◆ WORK TO COMPLETE: Extract exactly the range of lines bounded by the line containing "Where can you find the city" and the final line of the listing, both ends included, and no other lines.

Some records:
══════
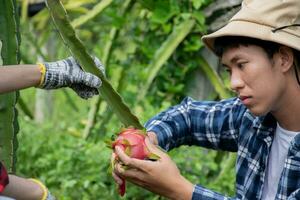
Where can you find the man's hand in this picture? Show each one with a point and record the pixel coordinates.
(68, 73)
(161, 177)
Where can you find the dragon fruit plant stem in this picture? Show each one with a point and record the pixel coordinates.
(132, 142)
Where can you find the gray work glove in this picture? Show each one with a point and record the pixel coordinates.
(68, 73)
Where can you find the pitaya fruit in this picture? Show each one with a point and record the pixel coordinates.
(132, 142)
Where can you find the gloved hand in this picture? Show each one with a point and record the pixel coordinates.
(68, 73)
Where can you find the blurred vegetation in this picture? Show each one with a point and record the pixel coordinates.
(134, 39)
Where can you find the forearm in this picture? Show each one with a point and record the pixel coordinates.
(203, 193)
(16, 77)
(22, 188)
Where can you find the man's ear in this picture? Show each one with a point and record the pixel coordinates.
(286, 58)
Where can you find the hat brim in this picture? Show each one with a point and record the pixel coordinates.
(253, 30)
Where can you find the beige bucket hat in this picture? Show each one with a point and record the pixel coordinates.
(272, 20)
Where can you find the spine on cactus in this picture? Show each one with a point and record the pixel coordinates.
(113, 99)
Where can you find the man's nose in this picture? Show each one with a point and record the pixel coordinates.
(236, 81)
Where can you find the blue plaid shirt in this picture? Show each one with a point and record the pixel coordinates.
(228, 125)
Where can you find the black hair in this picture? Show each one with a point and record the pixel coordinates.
(224, 43)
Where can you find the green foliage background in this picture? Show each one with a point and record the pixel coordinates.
(55, 150)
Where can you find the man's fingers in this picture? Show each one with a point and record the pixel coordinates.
(117, 179)
(154, 148)
(152, 137)
(130, 162)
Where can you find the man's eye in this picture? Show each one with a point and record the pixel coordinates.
(241, 64)
(228, 71)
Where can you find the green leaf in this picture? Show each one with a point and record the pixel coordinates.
(92, 13)
(164, 53)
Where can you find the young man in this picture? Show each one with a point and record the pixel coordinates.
(260, 48)
(53, 75)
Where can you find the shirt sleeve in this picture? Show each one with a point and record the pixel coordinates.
(208, 124)
(201, 193)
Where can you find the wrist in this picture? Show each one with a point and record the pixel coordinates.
(40, 192)
(183, 190)
(42, 70)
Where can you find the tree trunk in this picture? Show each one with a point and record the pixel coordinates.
(10, 38)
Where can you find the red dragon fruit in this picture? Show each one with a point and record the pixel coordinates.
(132, 142)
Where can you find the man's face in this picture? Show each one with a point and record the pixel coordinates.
(257, 79)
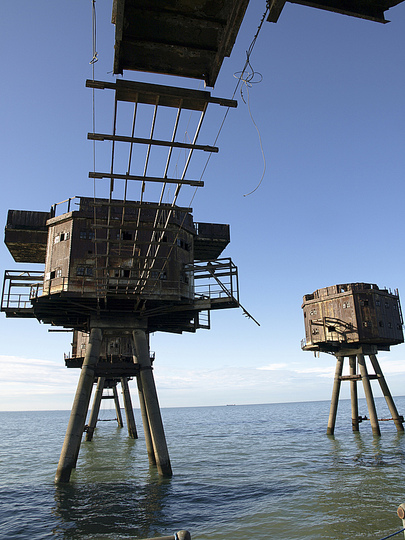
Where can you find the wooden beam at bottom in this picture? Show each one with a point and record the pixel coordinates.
(196, 183)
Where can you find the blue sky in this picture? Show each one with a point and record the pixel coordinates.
(331, 115)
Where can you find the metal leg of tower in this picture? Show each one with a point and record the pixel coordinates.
(129, 411)
(335, 396)
(95, 409)
(152, 403)
(117, 406)
(145, 422)
(353, 394)
(386, 392)
(73, 437)
(369, 395)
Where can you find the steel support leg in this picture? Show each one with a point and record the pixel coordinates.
(129, 411)
(335, 396)
(152, 403)
(117, 406)
(95, 409)
(386, 392)
(145, 422)
(73, 437)
(369, 395)
(353, 394)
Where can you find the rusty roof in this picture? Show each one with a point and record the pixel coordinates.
(372, 10)
(187, 38)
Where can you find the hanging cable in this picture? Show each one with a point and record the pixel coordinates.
(242, 74)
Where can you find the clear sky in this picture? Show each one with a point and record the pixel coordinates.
(331, 114)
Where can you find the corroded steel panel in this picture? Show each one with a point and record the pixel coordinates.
(26, 234)
(181, 37)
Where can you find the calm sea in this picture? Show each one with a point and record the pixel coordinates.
(254, 471)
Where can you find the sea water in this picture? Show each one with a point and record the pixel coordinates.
(253, 471)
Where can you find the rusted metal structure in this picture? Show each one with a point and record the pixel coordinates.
(115, 271)
(120, 267)
(354, 320)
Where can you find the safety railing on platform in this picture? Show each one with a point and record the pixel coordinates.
(214, 280)
(19, 288)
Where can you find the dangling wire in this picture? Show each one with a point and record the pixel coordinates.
(248, 80)
(240, 79)
(94, 25)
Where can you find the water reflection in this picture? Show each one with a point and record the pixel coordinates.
(111, 509)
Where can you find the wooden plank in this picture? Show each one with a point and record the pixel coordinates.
(154, 142)
(143, 205)
(196, 183)
(169, 96)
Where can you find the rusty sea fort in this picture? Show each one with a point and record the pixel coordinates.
(253, 471)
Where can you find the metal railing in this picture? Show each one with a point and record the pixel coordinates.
(19, 288)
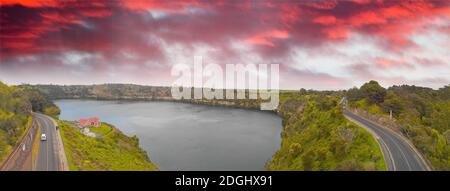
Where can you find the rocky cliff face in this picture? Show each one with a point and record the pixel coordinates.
(134, 92)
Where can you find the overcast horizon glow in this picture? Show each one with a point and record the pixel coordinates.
(324, 45)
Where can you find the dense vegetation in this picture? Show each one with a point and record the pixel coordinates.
(16, 104)
(314, 128)
(112, 150)
(421, 114)
(316, 136)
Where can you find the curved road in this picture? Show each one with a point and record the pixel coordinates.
(47, 159)
(398, 153)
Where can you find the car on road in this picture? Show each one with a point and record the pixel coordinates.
(43, 137)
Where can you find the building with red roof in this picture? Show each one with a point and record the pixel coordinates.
(94, 121)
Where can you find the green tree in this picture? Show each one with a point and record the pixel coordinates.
(373, 92)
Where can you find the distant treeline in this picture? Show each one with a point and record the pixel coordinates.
(314, 128)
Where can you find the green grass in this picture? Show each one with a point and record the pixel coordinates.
(103, 130)
(113, 151)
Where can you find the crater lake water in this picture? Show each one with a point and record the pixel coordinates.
(182, 136)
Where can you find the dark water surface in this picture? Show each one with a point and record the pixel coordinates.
(180, 136)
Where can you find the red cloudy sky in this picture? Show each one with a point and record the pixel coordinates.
(319, 45)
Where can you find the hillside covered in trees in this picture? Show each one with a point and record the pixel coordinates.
(316, 136)
(16, 105)
(421, 114)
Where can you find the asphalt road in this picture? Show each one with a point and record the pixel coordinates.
(47, 159)
(399, 155)
(21, 158)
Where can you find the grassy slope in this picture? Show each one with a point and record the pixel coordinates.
(113, 151)
(316, 136)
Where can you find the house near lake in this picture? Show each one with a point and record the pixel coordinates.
(89, 122)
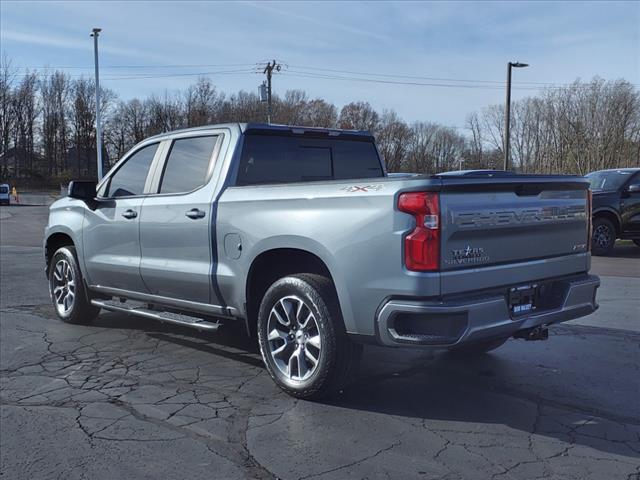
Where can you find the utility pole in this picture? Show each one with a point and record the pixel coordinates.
(269, 70)
(96, 32)
(507, 114)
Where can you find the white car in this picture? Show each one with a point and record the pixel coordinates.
(5, 197)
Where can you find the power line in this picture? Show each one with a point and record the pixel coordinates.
(305, 74)
(195, 65)
(311, 72)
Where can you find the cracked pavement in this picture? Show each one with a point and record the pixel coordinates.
(130, 398)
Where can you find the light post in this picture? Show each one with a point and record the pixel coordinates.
(507, 113)
(96, 32)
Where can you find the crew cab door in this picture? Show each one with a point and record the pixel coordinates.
(176, 222)
(630, 206)
(111, 233)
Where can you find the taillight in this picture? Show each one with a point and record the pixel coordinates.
(422, 245)
(589, 219)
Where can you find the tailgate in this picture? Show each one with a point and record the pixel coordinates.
(505, 222)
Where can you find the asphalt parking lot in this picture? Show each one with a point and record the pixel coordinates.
(129, 398)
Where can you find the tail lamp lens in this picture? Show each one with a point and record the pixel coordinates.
(422, 245)
(589, 218)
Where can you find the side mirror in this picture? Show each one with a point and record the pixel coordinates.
(82, 190)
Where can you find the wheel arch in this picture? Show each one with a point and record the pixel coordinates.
(53, 242)
(275, 263)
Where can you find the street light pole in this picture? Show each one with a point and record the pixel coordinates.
(96, 32)
(507, 114)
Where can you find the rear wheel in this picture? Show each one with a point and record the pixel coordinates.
(479, 348)
(302, 337)
(67, 289)
(604, 236)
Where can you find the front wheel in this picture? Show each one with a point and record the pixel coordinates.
(302, 337)
(67, 289)
(604, 236)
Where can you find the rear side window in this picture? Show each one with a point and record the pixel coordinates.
(130, 178)
(187, 164)
(284, 159)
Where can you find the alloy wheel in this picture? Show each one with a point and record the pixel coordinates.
(294, 338)
(602, 236)
(63, 288)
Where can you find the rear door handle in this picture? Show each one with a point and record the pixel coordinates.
(129, 214)
(195, 213)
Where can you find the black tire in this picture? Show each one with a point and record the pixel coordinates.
(337, 357)
(80, 309)
(479, 348)
(604, 236)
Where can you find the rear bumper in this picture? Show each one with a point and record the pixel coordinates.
(456, 321)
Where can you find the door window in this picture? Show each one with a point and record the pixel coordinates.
(187, 165)
(131, 176)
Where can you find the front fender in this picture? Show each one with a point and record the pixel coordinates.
(66, 216)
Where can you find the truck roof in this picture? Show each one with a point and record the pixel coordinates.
(267, 128)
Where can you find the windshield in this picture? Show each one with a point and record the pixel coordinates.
(609, 179)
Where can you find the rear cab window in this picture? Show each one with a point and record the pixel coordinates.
(187, 165)
(129, 180)
(291, 158)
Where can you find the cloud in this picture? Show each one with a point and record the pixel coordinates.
(74, 43)
(371, 33)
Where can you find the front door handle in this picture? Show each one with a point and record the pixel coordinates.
(195, 213)
(129, 214)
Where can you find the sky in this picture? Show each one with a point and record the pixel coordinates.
(430, 61)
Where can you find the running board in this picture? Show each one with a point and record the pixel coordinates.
(142, 311)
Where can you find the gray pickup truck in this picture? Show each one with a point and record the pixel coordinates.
(299, 235)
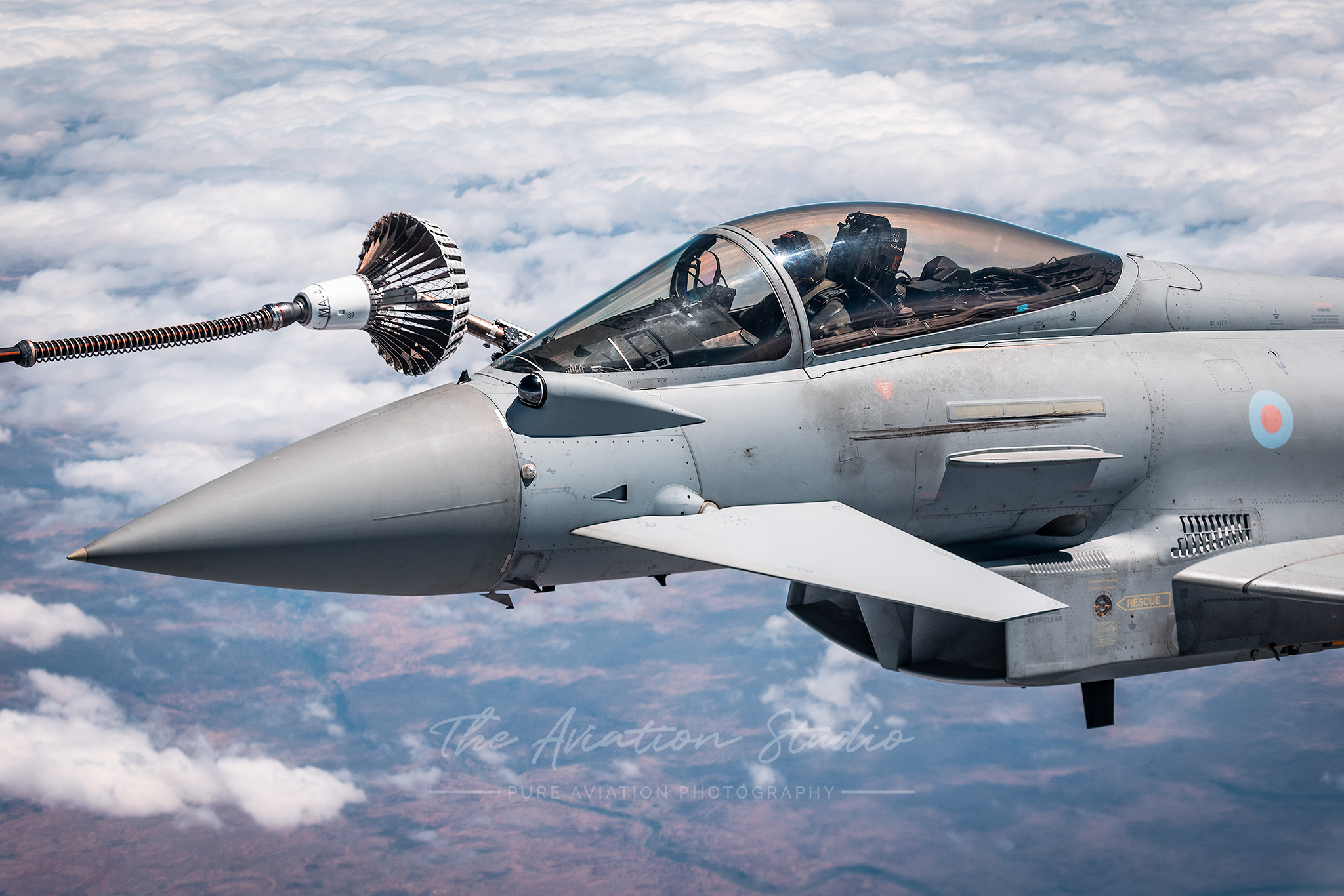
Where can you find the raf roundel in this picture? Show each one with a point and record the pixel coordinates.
(1270, 418)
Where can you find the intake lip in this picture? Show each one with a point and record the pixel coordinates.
(421, 496)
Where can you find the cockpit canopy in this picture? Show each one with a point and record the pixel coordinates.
(862, 273)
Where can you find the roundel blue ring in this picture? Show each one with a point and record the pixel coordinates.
(1263, 436)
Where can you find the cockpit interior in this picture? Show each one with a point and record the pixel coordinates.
(858, 274)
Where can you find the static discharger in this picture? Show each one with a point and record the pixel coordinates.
(409, 293)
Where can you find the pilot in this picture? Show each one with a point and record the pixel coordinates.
(804, 258)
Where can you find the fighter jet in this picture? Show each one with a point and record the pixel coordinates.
(977, 453)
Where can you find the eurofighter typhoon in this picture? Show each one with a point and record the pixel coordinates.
(977, 453)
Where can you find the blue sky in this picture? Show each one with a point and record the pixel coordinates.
(170, 161)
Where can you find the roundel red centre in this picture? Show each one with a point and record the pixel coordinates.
(1272, 418)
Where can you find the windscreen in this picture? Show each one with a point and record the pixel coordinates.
(709, 302)
(878, 272)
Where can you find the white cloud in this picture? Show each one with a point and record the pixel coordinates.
(776, 632)
(342, 615)
(764, 775)
(198, 164)
(78, 750)
(832, 695)
(37, 626)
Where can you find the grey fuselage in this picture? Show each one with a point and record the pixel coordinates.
(427, 496)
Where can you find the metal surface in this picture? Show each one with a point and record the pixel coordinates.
(1125, 483)
(417, 497)
(833, 547)
(1311, 570)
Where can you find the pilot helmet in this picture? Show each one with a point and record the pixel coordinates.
(803, 256)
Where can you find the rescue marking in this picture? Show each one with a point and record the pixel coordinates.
(1270, 418)
(1145, 601)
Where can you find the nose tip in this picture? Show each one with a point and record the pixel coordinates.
(417, 497)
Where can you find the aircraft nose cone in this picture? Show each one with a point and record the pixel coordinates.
(417, 497)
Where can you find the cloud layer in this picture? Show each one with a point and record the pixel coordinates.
(35, 626)
(169, 165)
(78, 750)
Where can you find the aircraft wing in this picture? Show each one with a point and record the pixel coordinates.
(1311, 570)
(832, 546)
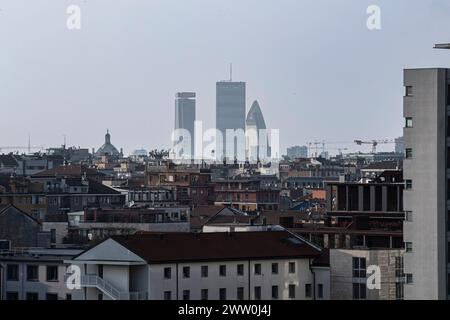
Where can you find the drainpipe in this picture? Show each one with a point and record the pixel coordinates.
(1, 281)
(177, 280)
(314, 278)
(249, 291)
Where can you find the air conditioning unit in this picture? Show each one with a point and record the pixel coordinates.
(5, 245)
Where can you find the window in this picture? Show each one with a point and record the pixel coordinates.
(408, 216)
(32, 296)
(408, 246)
(408, 153)
(408, 122)
(408, 91)
(222, 294)
(274, 292)
(240, 293)
(359, 267)
(399, 291)
(223, 270)
(32, 273)
(408, 184)
(258, 269)
(409, 278)
(291, 267)
(240, 269)
(204, 271)
(399, 267)
(257, 293)
(359, 291)
(12, 272)
(52, 273)
(52, 296)
(308, 290)
(274, 268)
(167, 273)
(12, 296)
(320, 291)
(291, 290)
(186, 272)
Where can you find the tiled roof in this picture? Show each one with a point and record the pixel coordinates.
(384, 165)
(71, 170)
(8, 160)
(188, 247)
(98, 188)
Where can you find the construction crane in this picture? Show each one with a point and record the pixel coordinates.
(374, 143)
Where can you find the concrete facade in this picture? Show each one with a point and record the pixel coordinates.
(342, 278)
(425, 173)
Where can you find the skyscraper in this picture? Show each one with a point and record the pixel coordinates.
(427, 183)
(297, 152)
(255, 121)
(185, 117)
(230, 114)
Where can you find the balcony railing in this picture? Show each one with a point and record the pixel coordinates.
(94, 281)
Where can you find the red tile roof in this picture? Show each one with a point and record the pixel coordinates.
(71, 170)
(189, 247)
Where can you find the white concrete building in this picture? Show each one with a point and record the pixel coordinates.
(209, 266)
(348, 273)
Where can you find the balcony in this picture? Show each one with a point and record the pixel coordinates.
(94, 281)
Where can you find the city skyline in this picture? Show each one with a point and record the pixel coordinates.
(137, 71)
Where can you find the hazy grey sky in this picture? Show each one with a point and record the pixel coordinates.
(316, 70)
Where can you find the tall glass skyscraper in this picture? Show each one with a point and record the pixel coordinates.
(185, 116)
(230, 114)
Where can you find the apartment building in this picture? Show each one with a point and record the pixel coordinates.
(349, 274)
(35, 274)
(427, 186)
(204, 266)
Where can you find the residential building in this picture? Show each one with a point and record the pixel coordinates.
(92, 225)
(185, 119)
(296, 152)
(21, 229)
(36, 274)
(230, 114)
(427, 183)
(194, 266)
(248, 193)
══════
◆ SOLUTION TO THIS EXERCISE:
Where can you find the city skyline in this picture? Show each one with a point and record the pixel coordinates.
(137, 71)
Where can you find the hazy grey sky in this picture? Show each one with a point and record the pixel coordinates.
(316, 70)
Where can you find the tall glass skyscraper in this picture? Show each one with a point and record the pixel coordinates.
(185, 116)
(230, 114)
Where can you find the apartment building in this picture? Show each one with a point and record the pixel coordinates.
(349, 274)
(35, 274)
(427, 186)
(204, 266)
Where can you find the residential building in this picture? Show each one with a point and record the pixel coordinates.
(92, 225)
(185, 119)
(296, 152)
(21, 229)
(36, 274)
(230, 114)
(427, 183)
(194, 266)
(248, 193)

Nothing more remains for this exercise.